**What you are asked to do**.
Can you quote the lines below exactly, starting at the line with "Objective — for every instance of the metal" and going through the last one?

--- START OF Records to process ---

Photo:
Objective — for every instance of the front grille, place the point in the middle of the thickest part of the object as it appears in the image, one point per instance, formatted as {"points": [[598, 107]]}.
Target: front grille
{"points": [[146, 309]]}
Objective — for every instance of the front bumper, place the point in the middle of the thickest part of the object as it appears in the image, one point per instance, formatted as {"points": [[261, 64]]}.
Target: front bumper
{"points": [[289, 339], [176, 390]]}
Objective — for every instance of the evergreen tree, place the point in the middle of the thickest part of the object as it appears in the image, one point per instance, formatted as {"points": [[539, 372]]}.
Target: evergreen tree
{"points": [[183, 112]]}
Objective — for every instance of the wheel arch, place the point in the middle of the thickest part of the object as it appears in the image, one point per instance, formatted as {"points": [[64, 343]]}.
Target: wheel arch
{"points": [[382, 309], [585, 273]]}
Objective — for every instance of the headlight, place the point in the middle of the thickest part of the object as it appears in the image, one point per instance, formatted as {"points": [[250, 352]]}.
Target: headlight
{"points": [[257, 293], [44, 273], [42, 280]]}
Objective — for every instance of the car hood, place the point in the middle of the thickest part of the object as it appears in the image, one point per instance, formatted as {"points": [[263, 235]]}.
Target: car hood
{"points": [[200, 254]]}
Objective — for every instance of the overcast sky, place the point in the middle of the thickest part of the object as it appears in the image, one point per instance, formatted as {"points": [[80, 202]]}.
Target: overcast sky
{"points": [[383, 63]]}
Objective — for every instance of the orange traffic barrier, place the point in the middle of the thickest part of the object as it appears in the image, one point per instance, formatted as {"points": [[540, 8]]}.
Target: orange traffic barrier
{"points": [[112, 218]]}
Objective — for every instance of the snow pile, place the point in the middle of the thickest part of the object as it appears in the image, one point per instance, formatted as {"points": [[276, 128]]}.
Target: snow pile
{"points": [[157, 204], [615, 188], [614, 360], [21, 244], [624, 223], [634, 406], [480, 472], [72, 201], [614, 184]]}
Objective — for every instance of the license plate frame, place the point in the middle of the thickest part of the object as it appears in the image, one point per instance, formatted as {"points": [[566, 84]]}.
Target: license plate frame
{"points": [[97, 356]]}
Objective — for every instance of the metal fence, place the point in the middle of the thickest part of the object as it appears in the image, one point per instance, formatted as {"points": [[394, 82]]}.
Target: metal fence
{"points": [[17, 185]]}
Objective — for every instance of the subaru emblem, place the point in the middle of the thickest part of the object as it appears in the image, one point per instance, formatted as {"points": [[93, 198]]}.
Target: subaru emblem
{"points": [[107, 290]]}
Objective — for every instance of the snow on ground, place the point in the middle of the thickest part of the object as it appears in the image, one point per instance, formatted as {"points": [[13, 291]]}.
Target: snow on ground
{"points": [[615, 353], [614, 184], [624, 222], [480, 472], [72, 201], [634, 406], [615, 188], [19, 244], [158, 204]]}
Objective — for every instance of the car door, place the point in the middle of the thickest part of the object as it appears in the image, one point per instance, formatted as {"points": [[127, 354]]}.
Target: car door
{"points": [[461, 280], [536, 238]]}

--- END OF Records to process ---

**Correct result**.
Objective — for every instance of the metal fence, place the point in the middle of the thickest part of the object as it appears in the image, one point per instance, formatted as {"points": [[394, 82]]}.
Target: metal fence
{"points": [[17, 185]]}
Objective — for every instance of the subaru emblem, place the point in the middle of the thickest part of the object as it appears in the image, one point per instance, formatted as {"points": [[93, 198]]}.
Target: subaru emblem
{"points": [[107, 290]]}
Objective — for every instance of the snow on ground, place the point in the middle of the thickest part of the object as it appears in the image, one point per instance, formatted as {"points": [[13, 291]]}.
Target: snow on ground
{"points": [[615, 353], [614, 184], [624, 222], [480, 472], [72, 201], [634, 406], [615, 188], [19, 244], [158, 204]]}
Objective — for every instance of the car door, place the point in the middle of the thickest part of the object as it appears in the image, one point per instance, formatted as {"points": [[127, 354]]}.
Target: car door
{"points": [[461, 280], [536, 238]]}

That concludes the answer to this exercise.